Your tasks —
- 1) In the discussion text, which hashtag's communication patterns did the study analyze?
- 2) Reproduce word for word the stretch of the discussion text from "Hence, more social" through "in these matters.".

This present study gives us grounds to discuss how and to what extent it is possible to claim the digital media constitutes a tool and a means for negotiating power structures for people with disabilities. By analysing communication patterns on the hashtag #funkpol, our research focus was primarily on the extent to which a social media service like Twitter can give people with disabilities a place in the public debate or whether there are other structures in place holding back the potential disruptive power of social media. How should the communicative patterns on #funkpol be interpreted in terms of participation for people with disabilities? What does it tell us about disabled people’s engagements in social media? As we indicate in this study, what happens online is connected to established structures offline, also in terms of power.
Before discussing the main contributions of this article, it is important to address some limitations of the study. First, it needs to be acknowledged that the wide variety of disabilities and individual needs associated with gender, age, geographical location (e.g., urban/rural) and so forth have a significant impact on experiences of inclusion and exclusion on the internet and social media platforms. Our study – and our interest in negotiation of authority in the public debate – has not been able to differentiate between these socio-demographical aspects. Second, the nature of different social media platforms (Instagram, Twitter, Facebook, etc.) most certainly attract people with different agendas and purposes. Some are more suited to airing voices, raising awareness, engaging in social contexts and empowering people with disabilities. Twitter is not the most widely used social media platform, but considering the research aim in this article – public opinion, policies and power – we claim Twitter is a relevant media to study. Among the most influential accounts on Swedish Twitter 2016, we find politicians, individual journalists, media houses, sports and entertainment celebrities, and so forth (MedieAkademiens Twitterbarometer 2016).
Hence, more social media research on disabilities, power structures and authority are needed that take into account demographical statistics of respondents and how different platforms and online activities relate to these concepts. Comparative analysis may be relevant in these matters.

Recorded data —

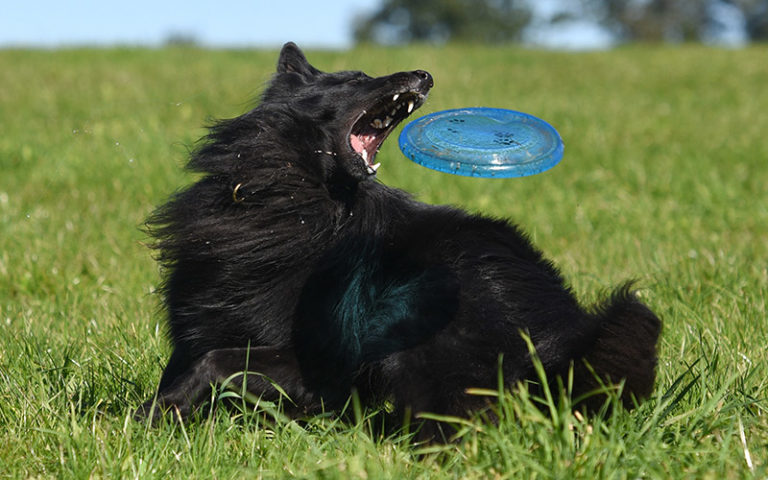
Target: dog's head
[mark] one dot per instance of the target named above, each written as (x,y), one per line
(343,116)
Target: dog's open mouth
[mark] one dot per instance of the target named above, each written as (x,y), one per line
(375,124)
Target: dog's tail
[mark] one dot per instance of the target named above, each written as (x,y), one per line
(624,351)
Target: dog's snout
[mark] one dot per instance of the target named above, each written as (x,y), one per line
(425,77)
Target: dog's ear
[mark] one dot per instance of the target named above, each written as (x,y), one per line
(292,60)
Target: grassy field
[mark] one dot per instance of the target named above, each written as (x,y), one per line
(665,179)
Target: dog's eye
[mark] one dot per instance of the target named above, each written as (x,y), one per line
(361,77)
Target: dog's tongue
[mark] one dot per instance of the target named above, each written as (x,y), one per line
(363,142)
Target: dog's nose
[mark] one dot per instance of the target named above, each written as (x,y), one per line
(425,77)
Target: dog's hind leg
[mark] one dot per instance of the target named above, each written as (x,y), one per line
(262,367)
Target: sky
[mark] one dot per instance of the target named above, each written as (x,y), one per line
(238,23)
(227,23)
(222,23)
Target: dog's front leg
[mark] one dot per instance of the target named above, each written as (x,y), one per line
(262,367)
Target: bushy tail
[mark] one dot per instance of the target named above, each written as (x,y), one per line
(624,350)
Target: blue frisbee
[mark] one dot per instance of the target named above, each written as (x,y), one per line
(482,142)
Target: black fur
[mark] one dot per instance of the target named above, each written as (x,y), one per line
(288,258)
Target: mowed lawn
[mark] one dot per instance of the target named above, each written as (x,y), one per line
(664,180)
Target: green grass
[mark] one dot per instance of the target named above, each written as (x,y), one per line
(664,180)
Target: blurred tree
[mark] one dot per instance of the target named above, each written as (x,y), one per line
* * *
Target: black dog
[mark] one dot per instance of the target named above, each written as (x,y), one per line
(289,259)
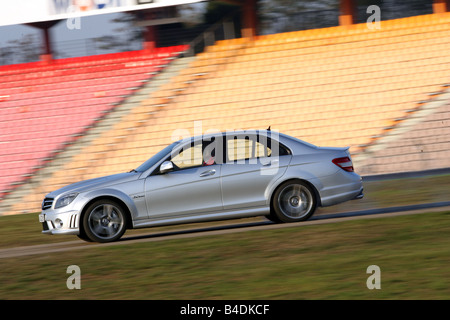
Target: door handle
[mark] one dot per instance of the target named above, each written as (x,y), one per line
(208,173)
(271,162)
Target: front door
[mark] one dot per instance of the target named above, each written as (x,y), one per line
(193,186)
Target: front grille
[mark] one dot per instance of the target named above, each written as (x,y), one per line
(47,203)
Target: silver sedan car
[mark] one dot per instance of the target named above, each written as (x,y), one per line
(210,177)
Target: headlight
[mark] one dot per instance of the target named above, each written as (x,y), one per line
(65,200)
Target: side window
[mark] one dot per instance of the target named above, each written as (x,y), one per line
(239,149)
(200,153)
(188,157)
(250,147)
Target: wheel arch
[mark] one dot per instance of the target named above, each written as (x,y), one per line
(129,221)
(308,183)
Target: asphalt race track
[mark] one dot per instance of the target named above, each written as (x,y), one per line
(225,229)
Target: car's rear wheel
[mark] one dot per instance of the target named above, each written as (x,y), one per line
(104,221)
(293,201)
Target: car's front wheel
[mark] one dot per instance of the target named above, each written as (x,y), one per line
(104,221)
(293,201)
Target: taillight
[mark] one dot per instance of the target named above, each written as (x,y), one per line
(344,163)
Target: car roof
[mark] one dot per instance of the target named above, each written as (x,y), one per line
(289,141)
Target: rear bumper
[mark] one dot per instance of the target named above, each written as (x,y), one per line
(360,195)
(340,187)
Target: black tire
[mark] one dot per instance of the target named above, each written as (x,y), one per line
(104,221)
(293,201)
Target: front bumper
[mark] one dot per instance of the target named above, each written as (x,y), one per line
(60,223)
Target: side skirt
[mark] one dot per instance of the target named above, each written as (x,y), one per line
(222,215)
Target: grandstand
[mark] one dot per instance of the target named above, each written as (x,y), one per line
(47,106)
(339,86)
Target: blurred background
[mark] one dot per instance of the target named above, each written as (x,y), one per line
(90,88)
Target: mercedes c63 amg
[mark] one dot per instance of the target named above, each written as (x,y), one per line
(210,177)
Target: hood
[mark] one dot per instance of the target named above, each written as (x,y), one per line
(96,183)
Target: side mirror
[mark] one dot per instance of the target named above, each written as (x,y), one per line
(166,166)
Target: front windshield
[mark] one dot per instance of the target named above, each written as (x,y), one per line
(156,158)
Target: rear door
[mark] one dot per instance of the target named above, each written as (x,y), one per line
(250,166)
---
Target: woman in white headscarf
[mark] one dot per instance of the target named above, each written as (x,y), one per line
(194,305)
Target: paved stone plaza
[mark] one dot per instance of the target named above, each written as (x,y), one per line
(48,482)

Worked solutions —
- 1) The hashtag #funkpol.

- 2)
Hence, more social media research on disabilities, power structures and authority are needed that take into account demographical statistics of respondents and how different platforms and online activities relate to these concepts. Comparative analysis may be relevant in these matters.